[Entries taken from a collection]
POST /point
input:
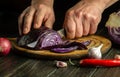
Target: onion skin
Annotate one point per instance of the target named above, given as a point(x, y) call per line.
point(114, 36)
point(100, 62)
point(48, 39)
point(5, 46)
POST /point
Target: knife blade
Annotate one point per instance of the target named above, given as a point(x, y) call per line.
point(61, 32)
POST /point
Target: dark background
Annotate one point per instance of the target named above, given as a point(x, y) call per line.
point(11, 9)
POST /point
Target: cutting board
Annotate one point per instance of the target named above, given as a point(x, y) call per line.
point(46, 54)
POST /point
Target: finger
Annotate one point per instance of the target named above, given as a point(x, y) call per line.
point(50, 21)
point(86, 25)
point(28, 20)
point(69, 26)
point(20, 21)
point(39, 15)
point(93, 26)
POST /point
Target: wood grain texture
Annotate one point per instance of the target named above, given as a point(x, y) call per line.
point(95, 41)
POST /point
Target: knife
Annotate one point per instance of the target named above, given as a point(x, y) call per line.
point(61, 32)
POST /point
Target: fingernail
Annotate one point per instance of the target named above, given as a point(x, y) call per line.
point(25, 30)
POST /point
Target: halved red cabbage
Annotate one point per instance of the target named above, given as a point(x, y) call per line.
point(49, 39)
point(113, 26)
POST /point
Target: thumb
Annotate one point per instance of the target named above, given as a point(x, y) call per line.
point(49, 22)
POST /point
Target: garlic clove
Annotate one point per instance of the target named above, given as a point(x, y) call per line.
point(95, 52)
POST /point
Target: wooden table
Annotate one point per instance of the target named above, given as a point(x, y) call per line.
point(15, 65)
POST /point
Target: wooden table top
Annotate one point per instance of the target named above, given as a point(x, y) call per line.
point(15, 65)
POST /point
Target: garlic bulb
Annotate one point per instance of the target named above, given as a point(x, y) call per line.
point(95, 52)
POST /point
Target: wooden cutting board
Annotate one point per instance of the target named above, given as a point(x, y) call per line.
point(46, 54)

→ EXERCISE INSTRUCTIONS:
Set down exactly, and only, the lines from the one with "Target: wooden table top" to the final line of the data.

→ TASK RESPONSE:
Target: wooden table top
Annotate one point per instance of the target named above, given as a point(x, y) call per line.
point(15, 65)
POST /point
Target: garlic bulb
Annotate one point per instance of the target named above, given as a point(x, y) call per line.
point(95, 52)
POST /point
Target: wooden cutting board
Annotate one point per instance of the target named above, given as a point(x, y) call per line.
point(46, 54)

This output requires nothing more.